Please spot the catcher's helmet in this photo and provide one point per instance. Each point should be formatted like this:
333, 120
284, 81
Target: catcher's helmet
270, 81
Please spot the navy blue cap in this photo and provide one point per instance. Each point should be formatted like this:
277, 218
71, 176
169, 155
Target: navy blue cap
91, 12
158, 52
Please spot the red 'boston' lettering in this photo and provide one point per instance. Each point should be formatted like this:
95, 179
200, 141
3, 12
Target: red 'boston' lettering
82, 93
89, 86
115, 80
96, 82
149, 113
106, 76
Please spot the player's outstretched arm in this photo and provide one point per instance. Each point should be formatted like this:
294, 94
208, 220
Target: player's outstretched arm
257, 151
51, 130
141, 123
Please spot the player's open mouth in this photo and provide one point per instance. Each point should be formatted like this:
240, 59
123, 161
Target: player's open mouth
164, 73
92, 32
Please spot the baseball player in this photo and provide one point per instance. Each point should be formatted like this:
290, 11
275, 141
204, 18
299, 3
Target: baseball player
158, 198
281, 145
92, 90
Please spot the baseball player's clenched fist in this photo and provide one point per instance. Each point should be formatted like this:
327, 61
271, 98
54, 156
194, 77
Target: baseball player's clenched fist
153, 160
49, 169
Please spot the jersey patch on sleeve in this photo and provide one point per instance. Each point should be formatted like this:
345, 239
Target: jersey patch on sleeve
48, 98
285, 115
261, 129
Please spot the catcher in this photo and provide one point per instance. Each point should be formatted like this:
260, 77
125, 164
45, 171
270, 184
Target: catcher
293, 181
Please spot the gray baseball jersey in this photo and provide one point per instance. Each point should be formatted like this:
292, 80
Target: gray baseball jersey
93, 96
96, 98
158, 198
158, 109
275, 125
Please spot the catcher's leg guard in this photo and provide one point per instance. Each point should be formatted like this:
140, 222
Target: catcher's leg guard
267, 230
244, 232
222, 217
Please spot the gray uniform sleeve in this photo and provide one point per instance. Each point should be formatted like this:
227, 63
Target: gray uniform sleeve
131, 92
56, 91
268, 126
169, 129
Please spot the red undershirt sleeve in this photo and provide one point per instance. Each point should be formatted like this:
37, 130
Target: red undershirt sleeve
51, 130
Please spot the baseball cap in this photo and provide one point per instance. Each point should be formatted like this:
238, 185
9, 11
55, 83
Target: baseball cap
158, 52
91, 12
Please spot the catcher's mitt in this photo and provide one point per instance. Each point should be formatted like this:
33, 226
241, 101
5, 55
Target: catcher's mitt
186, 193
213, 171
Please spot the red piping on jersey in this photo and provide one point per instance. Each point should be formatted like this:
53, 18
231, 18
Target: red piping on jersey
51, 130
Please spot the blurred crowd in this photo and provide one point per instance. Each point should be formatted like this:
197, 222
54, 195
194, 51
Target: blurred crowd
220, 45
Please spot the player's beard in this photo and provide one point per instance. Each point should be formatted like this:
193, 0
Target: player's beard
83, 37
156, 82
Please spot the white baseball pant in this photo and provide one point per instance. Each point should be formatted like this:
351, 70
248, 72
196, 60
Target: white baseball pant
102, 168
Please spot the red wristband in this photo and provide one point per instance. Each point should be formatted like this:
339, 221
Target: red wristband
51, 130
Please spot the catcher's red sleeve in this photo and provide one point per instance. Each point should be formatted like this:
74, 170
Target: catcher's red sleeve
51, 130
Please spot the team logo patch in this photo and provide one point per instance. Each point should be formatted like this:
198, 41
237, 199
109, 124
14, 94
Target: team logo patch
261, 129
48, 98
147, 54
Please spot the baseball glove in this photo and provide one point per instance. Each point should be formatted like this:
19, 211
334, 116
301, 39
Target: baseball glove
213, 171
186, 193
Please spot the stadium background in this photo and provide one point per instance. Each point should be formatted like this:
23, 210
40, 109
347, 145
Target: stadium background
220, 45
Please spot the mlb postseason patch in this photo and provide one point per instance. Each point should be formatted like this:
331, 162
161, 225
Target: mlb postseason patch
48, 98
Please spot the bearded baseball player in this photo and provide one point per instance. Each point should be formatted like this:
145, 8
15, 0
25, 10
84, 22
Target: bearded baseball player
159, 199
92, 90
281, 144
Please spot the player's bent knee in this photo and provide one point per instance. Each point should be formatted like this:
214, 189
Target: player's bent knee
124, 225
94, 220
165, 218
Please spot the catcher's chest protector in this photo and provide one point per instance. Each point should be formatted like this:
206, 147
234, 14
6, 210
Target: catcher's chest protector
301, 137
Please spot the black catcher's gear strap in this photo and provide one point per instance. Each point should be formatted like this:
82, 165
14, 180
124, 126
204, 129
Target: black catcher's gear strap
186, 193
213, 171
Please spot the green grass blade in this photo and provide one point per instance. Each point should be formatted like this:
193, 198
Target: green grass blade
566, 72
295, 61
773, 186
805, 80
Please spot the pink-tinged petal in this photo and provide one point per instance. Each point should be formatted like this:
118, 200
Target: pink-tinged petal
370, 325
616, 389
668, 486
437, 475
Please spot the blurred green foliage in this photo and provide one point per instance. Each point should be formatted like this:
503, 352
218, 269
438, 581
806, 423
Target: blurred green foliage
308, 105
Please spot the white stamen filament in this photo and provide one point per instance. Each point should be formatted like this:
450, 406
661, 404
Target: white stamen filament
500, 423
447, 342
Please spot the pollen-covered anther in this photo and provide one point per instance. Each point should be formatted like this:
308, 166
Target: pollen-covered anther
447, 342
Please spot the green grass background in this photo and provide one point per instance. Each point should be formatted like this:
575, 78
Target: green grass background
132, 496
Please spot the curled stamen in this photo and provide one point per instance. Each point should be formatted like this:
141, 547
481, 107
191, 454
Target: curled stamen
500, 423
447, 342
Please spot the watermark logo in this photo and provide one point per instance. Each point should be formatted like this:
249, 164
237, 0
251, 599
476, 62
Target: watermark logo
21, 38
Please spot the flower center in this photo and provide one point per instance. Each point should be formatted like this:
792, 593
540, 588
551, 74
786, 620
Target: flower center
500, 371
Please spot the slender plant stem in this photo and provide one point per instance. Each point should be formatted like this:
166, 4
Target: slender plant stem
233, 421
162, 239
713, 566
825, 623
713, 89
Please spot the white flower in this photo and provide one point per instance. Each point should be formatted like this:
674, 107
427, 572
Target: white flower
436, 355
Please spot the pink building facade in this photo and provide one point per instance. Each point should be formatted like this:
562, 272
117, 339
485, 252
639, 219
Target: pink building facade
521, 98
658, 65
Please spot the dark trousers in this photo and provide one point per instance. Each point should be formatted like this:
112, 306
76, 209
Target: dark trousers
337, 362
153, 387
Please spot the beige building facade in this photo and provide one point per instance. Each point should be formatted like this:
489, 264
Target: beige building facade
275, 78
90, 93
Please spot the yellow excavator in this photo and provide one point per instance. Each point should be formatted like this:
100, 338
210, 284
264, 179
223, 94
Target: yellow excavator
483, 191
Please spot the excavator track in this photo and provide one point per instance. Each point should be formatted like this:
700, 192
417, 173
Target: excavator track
..........
→ **Problem requirements**
Retype all of the entries exactly, please.

→ **Answer area**
Please spot the catcher's helmet in this photo and provide one point per instance. Each point should be formatted like this:
333, 120
284, 81
Target: catcher's helmet
270, 81
Please spot the navy blue cap in this photo and provide one point per instance. Each point should be formatted like this:
277, 218
71, 176
169, 155
Target: navy blue cap
91, 12
158, 52
Please spot the red 'boston' lettering in this photo and provide one point per instance. Each point should be formatted like this:
95, 179
200, 141
3, 12
Target: red 'boston' lettering
82, 93
89, 86
115, 80
96, 82
149, 113
106, 76
Please spot the player's outstretched arm in this photo and provide one point per instance. Each point should be formatted like this:
294, 94
208, 220
Target: player's outstretched arm
257, 151
51, 130
141, 123
Please spot the player's open mouth in this photo and provide one point per instance. Each point should be formatted like this:
240, 59
123, 161
Target: player's open mouth
164, 73
92, 32
Please spot the baseball player in this photo and provide one point per instance. Each point should be formatted like this:
290, 11
275, 141
204, 18
299, 3
Target: baseball player
158, 198
281, 145
92, 90
Please spot the baseball player's clenched fist in this photo and provide one point per instance. Each point should be formatted like this:
327, 61
271, 98
54, 156
194, 77
Target: baseball player's clenched fist
153, 160
49, 169
Please spot the jersey patch on sleeve in this photo and provide one point per instance. Each point should be formatted like this:
345, 239
Target: jersey patch on sleeve
48, 98
285, 115
261, 129
Please spot the catcher in this photo and provide one point per instance. Each point should be formatted like this:
260, 77
125, 164
45, 171
270, 184
Target: catcher
293, 181
Please spot the gray baseball jersey in this photo and provide one point per instance. Each point should be formatted like this:
292, 80
Target: gray baseball jersey
93, 96
96, 98
158, 198
158, 109
275, 125
Please spot the catcher's leg guard in this photo and provide one point per instance. Each point should be formatted like this:
140, 222
Target: catcher's leg guard
267, 230
244, 232
222, 217
Please spot the gray uniform sleeve in this photo and provide one point per instance. Each point should be formatted like this:
227, 63
Target: gray uniform sleeve
131, 92
56, 91
268, 126
169, 129
Please spot the red undershirt sleeve in this photo and provide one point per instance. Each point should be formatted like this:
37, 130
Target: red undershirt sleeve
51, 130
Please spot the baseball cap in this photo and provide one point per instance. Each point should be formatted like this:
238, 185
9, 11
55, 83
Target: baseball cap
158, 52
91, 12
Please spot the catcher's mitt in this photo and provide one point per instance. Each point should be formatted like this:
33, 226
241, 101
5, 55
Target: catcher's mitt
186, 193
213, 171
Please spot the red piping on jersey in this photo and provide one point per instance. Each point should be formatted like this:
53, 18
231, 18
Target: red piping on jersey
51, 130
Please spot the blurred crowd in this photo and provide one point per instance. Each point should be formatted like this:
197, 222
54, 195
194, 51
Target: blurred crowd
220, 45
Please spot the player's beard in this photo and provide one point per instance. Each point should be formatted like this:
193, 0
Target: player's beard
83, 37
156, 82
Please spot the white baseball pant in this photo and provide one point per instance. Each point should be formatted like this:
351, 70
248, 72
196, 60
Target: white baseball pant
102, 168
Please spot the red wristband in this photo and provide one point per instance. Each point should be formatted like this:
339, 221
Target: red wristband
51, 130
Please spot the catcher's red sleeve in this photo and provide one point per instance. Each point should be formatted like this:
74, 170
Target: catcher's red sleeve
51, 130
Please spot the team logo patch in this photo and provide one point per instance. Each point should be formatted like this:
198, 41
237, 199
109, 124
14, 94
Target: team logo patch
261, 129
48, 98
147, 54
Please spot the baseball glove in this photo and provide one point per instance. Each point should be formatted like this:
19, 211
334, 116
301, 39
Target: baseball glove
213, 171
186, 193
Please spot the stadium background in this photo and provide one point per instance. Each point should be formatted like this:
23, 210
40, 109
347, 145
Target: stadium background
220, 45
Please spot the mlb postseason patch in this photo and provide one point per instance. Each point should be formatted like this:
331, 162
161, 225
Target: mlb postseason patch
48, 98
Please spot the bearded baseball player in this photo and provide one point per instance. Each point should be formatted like this:
145, 8
15, 0
25, 10
84, 22
Target: bearded baseball player
159, 199
92, 90
281, 144
Please spot the player's bent knee in this photo and provide one point per instance. Each point should be formatted like this:
214, 189
Target: player's bent knee
124, 225
94, 220
165, 218
Please spot the catcher's chest protector in this photo and provide one point per instance. Each point should be formatted like this:
206, 147
234, 14
6, 210
Target: catcher's chest protector
301, 137
Please spot the black catcher's gear strap in this photo and provide one point per instance. Each point should be formatted like this:
82, 165
14, 180
124, 126
204, 129
Target: black catcher's gear strap
186, 193
213, 171
Please spot the green grass blade in this photo and provide one point per instance. Each point should be formatted like this:
193, 198
Target: green grass blade
566, 72
295, 61
773, 186
805, 80
Please spot the pink-tinged petal in this photo and provide one point per instance. Each point should be formatted like this:
118, 200
Target: pink-tinged petal
370, 325
616, 389
668, 486
437, 475
Please spot the blurred green foliage in this photo and provide one point per instance. Each point should be formatted like this:
503, 352
218, 269
438, 581
806, 423
Target: blurred green foliage
308, 105
Please spot the white stamen filament in this photo and provide one point per instance. Each point should be formatted like this:
450, 406
661, 404
Target: white stamen filament
500, 423
447, 342
Please spot the pollen-covered anther in this photo and provide one point per instance. Each point should be formatted like this:
308, 166
Target: pollen-covered anther
447, 342
Please spot the green grass background in this photo and provide one point per instance. Each point should be formatted like this:
575, 78
Target: green grass background
132, 496
Please spot the curled stamen in this photo and provide one point per instance. Each point should be formatted like this:
141, 547
481, 107
191, 454
Target: curled stamen
500, 423
447, 342
Please spot the watermark logo in this photo and provide one point per instance. Each point should be formatted like this:
249, 164
237, 0
251, 599
476, 62
Target: watermark logo
21, 38
Please spot the flower center in this photo and provide one point per instance. Each point should be formatted like this:
792, 593
540, 588
551, 74
786, 620
Target: flower center
500, 371
Please spot the slender plant stem in this photo and provide one point per instance. Each point should be formatted like this:
166, 4
Target: slender plant stem
233, 421
162, 239
713, 566
825, 623
713, 89
Please spot the white flower in this photo and provide one point per instance. Each point should be formatted like this:
674, 107
427, 572
Target: white flower
436, 355
Please spot the pink building facade in this photo and provide one point per instance. Each point should be formatted like this:
562, 272
117, 339
485, 252
639, 219
Target: pink building facade
521, 98
658, 65
Please spot the dark trousers in this photo and provide one point per instance. Each point should be formatted like this:
112, 306
76, 209
Target: dark trousers
337, 362
153, 387
Please spot the beige building facade in this photo and provide one point per instance. Each point should be formatted like this:
489, 264
Target: beige building facade
275, 78
90, 93
Please spot the yellow excavator in this photo and provide one point per instance. Each point should be formatted like this:
100, 338
210, 284
264, 179
223, 94
Target: yellow excavator
483, 191
Please spot the excavator track in this photo and provide one point per instance. Each point should be formatted like this:
700, 192
417, 173
Target: excavator track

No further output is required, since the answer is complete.